====== PROVIDED RECORDS
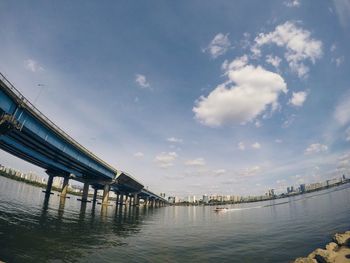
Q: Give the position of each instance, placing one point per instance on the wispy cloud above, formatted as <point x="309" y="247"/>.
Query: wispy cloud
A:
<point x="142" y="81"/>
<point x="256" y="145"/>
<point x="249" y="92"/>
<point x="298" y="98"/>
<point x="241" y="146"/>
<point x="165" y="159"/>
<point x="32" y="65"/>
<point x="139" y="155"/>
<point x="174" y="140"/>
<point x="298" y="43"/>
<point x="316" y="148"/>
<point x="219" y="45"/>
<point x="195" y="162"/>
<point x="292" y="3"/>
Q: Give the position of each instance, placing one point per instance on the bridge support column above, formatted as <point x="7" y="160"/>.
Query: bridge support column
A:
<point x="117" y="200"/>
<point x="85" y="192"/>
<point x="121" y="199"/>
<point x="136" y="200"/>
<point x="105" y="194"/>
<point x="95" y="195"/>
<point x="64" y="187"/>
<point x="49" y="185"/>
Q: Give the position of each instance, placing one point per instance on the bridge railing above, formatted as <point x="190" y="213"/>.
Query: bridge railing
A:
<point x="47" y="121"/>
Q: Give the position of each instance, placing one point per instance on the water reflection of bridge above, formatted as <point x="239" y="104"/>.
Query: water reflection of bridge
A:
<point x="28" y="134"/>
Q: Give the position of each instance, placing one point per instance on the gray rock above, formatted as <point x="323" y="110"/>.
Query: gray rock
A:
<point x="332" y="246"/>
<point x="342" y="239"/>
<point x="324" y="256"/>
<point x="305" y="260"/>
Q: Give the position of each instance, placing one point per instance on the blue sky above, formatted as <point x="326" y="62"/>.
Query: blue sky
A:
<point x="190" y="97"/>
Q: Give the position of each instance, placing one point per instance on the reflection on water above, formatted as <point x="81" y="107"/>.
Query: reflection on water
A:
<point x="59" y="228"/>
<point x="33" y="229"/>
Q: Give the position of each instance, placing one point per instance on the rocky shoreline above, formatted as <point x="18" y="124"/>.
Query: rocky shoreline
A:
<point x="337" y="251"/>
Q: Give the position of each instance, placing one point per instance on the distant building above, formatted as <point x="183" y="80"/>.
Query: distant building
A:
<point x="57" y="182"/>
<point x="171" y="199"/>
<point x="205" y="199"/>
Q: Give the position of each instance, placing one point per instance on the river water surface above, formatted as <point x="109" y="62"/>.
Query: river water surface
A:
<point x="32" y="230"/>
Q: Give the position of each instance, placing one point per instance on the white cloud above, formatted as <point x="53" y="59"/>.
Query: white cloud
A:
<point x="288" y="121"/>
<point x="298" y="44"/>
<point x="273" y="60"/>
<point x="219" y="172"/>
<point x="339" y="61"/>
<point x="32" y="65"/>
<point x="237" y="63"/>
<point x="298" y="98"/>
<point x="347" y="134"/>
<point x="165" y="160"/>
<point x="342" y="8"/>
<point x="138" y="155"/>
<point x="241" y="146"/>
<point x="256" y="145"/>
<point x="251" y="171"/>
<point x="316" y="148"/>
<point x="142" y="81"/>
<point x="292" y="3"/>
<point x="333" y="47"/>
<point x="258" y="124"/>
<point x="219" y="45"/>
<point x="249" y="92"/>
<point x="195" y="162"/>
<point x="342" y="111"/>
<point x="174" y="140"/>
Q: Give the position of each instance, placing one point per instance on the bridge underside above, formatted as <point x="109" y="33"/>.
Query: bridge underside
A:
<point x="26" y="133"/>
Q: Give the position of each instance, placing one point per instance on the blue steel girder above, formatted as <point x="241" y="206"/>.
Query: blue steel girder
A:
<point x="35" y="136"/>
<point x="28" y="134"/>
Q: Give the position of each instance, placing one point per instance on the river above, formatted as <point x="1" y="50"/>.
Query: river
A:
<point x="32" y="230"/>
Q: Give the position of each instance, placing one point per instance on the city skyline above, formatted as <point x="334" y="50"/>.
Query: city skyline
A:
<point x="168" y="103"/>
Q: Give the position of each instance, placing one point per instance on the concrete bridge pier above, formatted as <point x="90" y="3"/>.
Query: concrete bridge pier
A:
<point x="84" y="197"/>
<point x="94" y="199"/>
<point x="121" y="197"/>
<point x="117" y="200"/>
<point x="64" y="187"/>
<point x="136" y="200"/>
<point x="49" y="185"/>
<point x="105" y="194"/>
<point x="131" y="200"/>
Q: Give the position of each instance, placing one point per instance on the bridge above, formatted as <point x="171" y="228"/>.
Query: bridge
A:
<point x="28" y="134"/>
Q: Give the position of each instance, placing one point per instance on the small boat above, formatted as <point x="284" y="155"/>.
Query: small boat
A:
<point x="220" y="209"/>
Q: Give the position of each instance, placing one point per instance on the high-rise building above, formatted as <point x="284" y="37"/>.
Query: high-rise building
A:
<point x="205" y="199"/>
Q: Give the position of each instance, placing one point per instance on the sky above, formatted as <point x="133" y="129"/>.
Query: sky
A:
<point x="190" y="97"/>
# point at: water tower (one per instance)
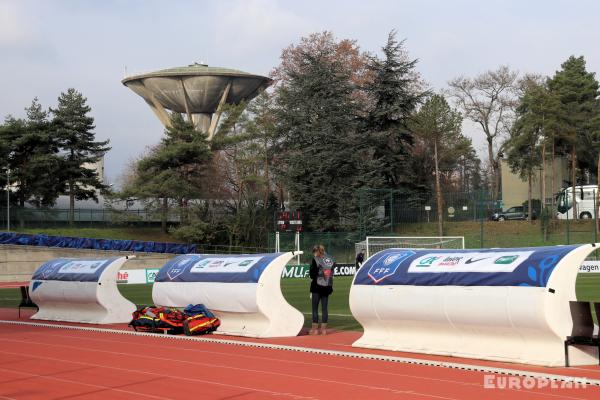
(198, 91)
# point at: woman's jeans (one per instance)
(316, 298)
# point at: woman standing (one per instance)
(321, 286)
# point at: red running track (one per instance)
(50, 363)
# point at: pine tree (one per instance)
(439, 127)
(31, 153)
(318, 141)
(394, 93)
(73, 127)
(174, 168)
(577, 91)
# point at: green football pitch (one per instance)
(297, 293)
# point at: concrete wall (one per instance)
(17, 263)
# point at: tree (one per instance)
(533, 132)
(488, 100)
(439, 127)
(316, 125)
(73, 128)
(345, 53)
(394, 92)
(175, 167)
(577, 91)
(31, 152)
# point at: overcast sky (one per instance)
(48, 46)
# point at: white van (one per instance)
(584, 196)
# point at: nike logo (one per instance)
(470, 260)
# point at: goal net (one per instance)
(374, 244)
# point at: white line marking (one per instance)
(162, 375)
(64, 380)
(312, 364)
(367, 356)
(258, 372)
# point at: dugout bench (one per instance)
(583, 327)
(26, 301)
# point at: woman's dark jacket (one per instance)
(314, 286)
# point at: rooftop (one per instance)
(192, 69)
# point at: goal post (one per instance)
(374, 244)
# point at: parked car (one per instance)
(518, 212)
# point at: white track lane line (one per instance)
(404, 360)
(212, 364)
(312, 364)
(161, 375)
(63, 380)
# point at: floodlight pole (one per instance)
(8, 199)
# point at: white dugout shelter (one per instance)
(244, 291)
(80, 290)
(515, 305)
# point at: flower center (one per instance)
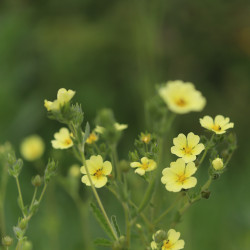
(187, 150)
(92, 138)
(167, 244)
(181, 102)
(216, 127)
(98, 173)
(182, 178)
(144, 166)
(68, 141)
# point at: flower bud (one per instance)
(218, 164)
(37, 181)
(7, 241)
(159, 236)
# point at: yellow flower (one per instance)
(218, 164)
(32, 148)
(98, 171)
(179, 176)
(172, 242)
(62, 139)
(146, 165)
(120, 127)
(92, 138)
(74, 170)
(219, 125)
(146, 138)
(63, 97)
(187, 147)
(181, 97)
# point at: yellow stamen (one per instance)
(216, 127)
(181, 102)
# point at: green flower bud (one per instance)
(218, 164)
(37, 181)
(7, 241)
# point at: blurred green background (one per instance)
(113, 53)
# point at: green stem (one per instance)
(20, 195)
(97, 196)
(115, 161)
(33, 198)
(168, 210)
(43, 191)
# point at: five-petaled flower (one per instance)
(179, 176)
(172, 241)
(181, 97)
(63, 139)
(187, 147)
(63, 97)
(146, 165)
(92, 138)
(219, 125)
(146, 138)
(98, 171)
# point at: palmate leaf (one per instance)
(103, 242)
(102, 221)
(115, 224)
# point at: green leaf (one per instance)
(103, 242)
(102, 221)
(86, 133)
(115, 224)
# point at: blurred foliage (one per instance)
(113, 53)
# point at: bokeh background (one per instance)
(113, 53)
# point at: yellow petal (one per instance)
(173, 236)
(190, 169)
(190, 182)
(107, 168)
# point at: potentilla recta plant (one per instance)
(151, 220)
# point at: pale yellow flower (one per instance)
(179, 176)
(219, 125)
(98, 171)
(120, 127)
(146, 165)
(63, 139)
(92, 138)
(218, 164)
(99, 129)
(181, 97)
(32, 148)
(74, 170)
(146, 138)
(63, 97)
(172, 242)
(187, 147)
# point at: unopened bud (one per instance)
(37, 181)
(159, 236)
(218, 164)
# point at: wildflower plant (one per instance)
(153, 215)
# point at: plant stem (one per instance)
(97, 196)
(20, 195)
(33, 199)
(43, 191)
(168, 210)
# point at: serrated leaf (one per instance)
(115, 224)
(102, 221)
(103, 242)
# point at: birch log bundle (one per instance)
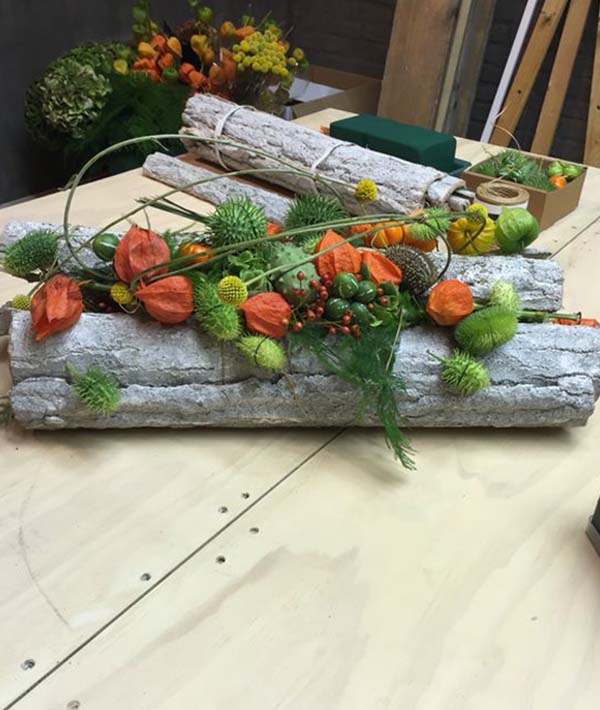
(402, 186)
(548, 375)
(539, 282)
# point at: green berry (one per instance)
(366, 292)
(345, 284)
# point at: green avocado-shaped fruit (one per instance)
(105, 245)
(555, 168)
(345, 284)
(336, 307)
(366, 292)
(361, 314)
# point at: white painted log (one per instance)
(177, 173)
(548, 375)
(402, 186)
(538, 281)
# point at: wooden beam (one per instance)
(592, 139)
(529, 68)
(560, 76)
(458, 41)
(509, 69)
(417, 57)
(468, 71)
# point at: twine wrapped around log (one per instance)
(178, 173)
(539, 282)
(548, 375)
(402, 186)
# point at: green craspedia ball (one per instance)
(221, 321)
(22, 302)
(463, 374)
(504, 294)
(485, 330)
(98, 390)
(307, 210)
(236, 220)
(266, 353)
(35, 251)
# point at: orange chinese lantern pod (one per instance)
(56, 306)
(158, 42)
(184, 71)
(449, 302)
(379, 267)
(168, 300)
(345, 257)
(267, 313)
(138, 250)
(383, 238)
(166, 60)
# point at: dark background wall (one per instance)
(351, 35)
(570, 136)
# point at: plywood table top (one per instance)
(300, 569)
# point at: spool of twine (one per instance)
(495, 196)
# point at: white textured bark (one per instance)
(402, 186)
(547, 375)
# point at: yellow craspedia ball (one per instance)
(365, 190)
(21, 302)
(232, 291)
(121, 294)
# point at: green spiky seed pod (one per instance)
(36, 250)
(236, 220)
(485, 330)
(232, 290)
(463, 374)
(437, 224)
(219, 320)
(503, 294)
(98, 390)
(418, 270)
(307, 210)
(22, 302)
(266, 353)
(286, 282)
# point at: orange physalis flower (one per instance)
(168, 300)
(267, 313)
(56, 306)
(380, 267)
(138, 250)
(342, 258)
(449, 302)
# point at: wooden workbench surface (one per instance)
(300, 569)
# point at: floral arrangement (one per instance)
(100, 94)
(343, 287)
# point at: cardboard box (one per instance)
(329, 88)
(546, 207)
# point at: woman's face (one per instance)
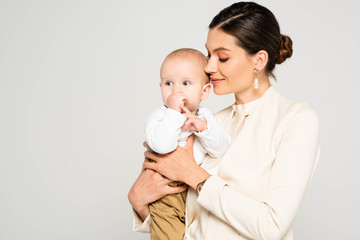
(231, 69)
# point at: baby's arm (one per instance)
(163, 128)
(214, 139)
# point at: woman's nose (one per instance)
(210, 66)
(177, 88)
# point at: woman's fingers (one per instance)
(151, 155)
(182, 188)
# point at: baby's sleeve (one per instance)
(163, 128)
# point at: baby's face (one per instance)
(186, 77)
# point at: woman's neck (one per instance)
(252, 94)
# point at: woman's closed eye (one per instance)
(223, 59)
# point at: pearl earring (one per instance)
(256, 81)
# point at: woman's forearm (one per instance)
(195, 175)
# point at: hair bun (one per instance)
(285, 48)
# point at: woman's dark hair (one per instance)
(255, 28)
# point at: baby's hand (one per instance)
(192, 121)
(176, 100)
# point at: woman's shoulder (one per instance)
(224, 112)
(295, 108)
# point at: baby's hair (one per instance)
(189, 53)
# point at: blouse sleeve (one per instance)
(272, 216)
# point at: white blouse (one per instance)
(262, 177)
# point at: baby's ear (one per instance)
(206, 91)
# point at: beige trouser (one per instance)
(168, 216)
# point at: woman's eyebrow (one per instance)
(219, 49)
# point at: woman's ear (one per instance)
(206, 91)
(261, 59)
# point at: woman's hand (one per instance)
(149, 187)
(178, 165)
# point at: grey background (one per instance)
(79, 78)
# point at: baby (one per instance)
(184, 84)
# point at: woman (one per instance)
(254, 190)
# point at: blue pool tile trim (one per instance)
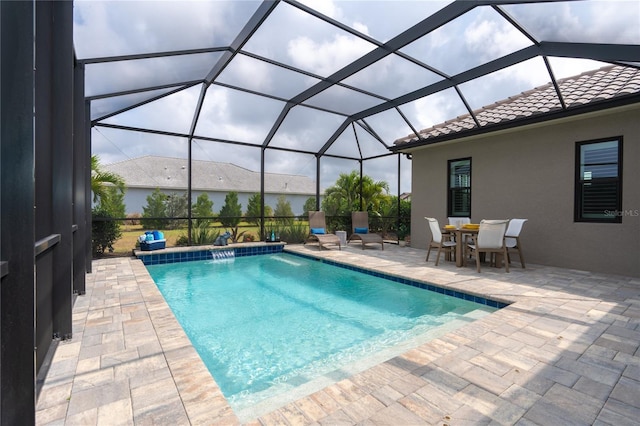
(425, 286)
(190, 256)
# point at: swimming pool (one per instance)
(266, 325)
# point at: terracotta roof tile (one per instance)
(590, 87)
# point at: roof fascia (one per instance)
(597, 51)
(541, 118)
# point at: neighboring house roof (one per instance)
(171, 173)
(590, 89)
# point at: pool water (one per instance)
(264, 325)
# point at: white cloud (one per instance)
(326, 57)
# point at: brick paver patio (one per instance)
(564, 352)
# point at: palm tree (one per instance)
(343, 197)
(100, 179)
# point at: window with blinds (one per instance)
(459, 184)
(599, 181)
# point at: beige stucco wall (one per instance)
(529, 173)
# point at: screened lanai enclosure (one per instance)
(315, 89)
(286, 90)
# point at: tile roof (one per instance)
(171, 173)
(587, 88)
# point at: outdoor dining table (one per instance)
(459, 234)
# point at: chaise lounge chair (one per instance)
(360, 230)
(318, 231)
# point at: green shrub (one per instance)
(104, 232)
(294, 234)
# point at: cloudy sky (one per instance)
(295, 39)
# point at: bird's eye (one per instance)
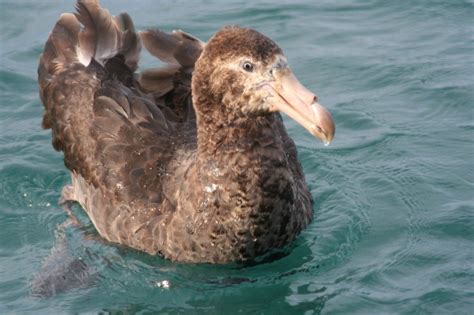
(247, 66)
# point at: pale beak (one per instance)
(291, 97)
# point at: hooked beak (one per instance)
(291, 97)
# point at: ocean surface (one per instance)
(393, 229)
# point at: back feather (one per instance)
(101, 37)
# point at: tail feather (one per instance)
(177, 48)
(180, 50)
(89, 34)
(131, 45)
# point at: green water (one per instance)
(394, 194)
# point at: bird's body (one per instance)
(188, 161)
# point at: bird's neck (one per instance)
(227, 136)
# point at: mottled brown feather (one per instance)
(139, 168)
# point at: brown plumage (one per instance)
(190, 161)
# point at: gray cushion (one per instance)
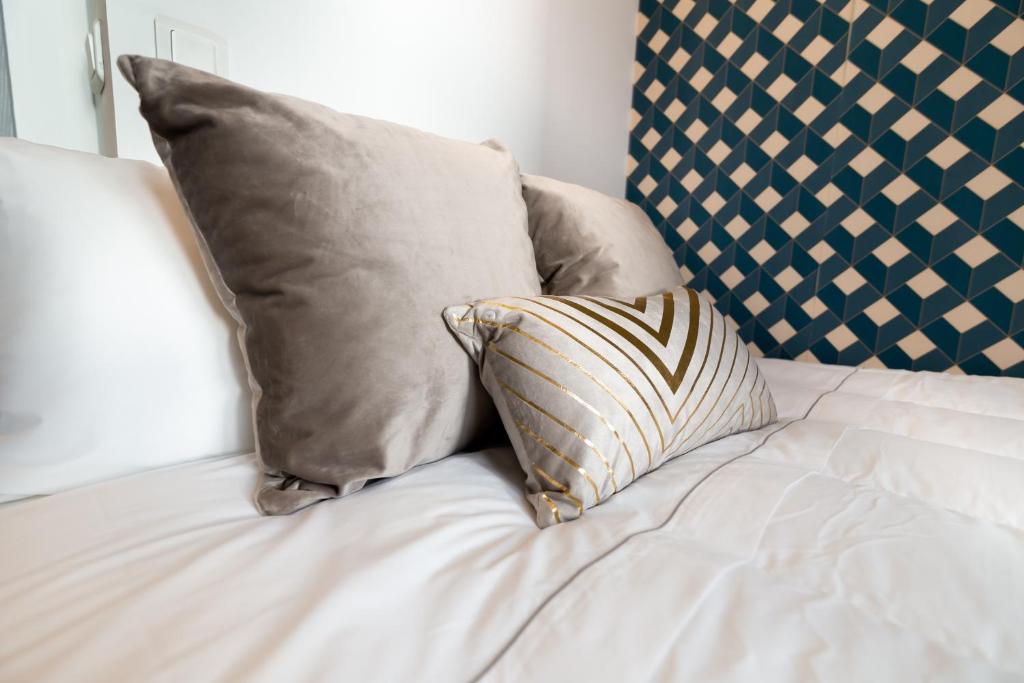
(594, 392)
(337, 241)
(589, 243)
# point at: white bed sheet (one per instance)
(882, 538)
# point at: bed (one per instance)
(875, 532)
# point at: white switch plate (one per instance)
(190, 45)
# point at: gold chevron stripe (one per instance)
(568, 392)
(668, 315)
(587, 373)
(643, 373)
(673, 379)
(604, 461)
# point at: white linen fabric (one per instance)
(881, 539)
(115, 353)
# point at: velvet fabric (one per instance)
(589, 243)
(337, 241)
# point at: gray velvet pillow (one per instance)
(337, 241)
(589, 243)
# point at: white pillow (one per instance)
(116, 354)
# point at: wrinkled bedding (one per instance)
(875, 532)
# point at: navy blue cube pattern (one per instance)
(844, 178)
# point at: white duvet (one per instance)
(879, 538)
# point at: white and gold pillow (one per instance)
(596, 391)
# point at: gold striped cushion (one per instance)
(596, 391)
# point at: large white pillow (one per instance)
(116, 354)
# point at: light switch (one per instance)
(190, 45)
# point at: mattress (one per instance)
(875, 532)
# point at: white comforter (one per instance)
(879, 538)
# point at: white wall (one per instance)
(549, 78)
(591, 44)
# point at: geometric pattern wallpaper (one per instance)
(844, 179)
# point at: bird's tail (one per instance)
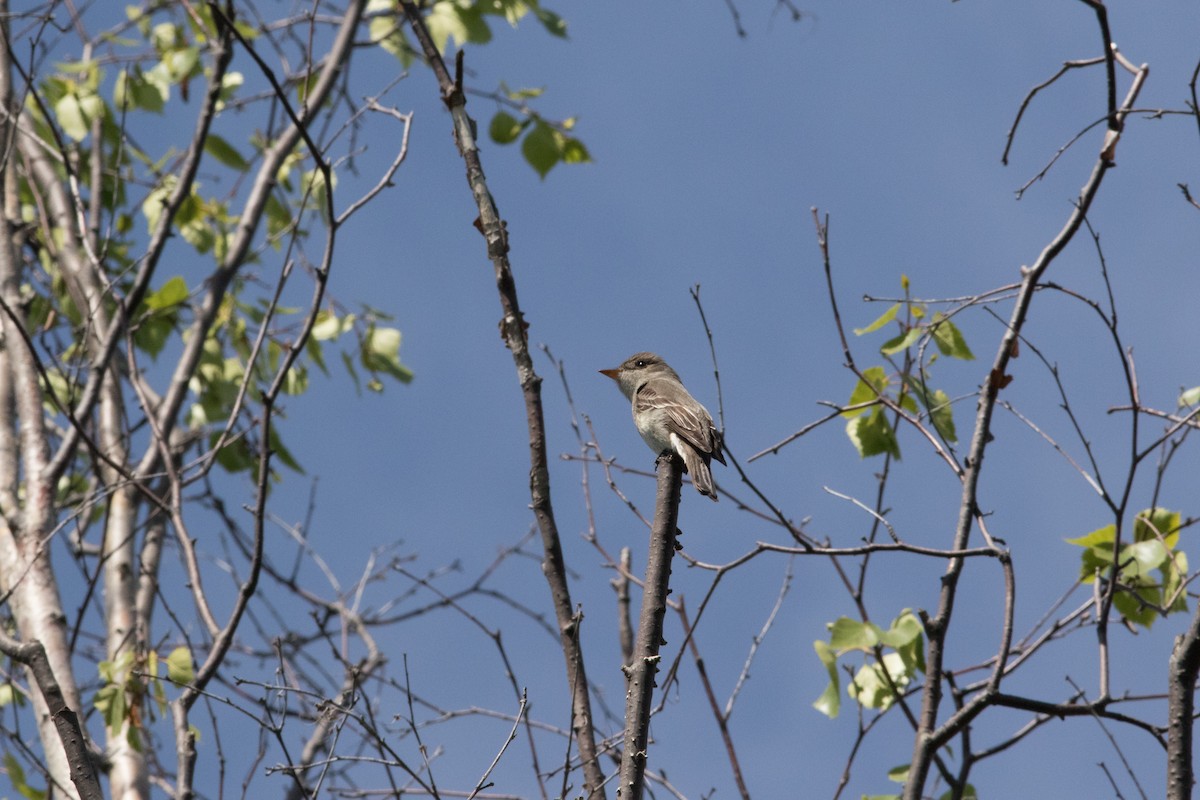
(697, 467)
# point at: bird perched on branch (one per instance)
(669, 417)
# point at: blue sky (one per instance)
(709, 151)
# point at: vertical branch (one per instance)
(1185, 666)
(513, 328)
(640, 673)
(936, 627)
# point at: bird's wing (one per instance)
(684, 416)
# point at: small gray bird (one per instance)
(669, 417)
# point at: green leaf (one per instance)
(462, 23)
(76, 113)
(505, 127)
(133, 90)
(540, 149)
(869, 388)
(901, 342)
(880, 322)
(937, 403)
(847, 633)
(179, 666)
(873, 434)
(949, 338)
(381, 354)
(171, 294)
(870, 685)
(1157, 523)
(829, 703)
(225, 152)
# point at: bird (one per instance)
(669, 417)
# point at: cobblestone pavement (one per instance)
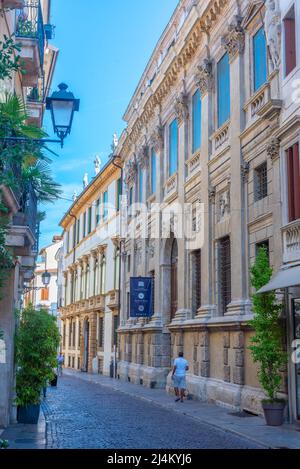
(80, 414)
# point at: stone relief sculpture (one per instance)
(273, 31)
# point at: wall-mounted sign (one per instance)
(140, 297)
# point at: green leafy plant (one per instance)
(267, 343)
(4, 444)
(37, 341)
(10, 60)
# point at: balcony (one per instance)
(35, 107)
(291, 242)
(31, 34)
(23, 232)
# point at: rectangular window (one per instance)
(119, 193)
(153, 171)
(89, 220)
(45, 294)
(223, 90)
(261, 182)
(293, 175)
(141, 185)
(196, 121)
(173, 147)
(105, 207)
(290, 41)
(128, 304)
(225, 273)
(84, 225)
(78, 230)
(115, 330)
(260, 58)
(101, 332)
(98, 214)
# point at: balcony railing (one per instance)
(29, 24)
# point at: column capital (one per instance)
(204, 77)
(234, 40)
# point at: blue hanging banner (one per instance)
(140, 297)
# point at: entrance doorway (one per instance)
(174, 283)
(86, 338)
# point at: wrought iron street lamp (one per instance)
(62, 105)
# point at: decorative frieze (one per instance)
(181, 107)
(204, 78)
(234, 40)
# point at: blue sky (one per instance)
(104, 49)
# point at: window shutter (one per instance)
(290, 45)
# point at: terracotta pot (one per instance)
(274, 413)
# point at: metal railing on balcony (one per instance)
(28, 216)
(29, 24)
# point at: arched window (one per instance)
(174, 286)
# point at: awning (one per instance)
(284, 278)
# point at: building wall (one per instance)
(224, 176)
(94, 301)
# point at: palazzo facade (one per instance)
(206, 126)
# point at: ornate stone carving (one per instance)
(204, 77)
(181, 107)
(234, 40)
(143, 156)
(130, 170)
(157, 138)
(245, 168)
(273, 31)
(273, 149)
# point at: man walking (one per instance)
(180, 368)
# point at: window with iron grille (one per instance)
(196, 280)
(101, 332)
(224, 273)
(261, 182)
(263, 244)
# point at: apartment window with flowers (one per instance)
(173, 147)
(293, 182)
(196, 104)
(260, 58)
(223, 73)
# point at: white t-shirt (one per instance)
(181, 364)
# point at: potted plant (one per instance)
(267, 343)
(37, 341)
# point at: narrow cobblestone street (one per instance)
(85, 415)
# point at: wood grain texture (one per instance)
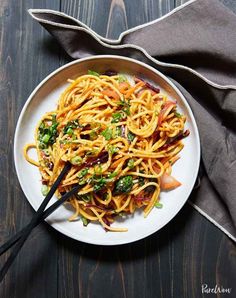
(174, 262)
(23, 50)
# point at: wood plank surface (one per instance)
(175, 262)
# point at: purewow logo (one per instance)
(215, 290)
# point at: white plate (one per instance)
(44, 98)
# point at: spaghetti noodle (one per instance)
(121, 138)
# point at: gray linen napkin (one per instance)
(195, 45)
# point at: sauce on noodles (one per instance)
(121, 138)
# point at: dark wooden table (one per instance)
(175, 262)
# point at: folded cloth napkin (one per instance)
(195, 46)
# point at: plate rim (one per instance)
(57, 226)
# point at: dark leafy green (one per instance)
============
** TASK **
Starting with the line containing "# point at: window with iron" and continuing through the end of the data, reproduce every line, requests included, shifting each coordinate in the answers by -3. Omit the pictures from your answer.

** RESPONSE TO THE EXERCISE **
# point at: window with iron grille (one per instance)
(193, 277)
(98, 329)
(221, 270)
(258, 179)
(260, 241)
# point at: apartment window with flowers (one per instance)
(170, 144)
(290, 179)
(193, 101)
(257, 55)
(220, 70)
# point at: white t-shirt (one per instance)
(178, 361)
# point at: potted plant (one per instance)
(264, 340)
(34, 338)
# point at: narrow cobblestone street (one per instance)
(82, 412)
# point at: wood grain texture (one per instance)
(171, 259)
(20, 47)
# point at: wood plank surface (one per instance)
(172, 259)
# point at: purewow logo (one per instance)
(212, 287)
# point at: white plate (one per instance)
(41, 95)
# point at: spaghetti noodle (one per instance)
(118, 135)
# point at: gray linen napkin (one per instance)
(192, 42)
# point at: sauce on noodles (one per instance)
(118, 135)
# point at: dark wooden table (one per instance)
(172, 259)
# point at: folded cloth napkin (one per instance)
(192, 43)
# point at: plate rim (one per instance)
(54, 223)
# point at: dark leafy green (one per instance)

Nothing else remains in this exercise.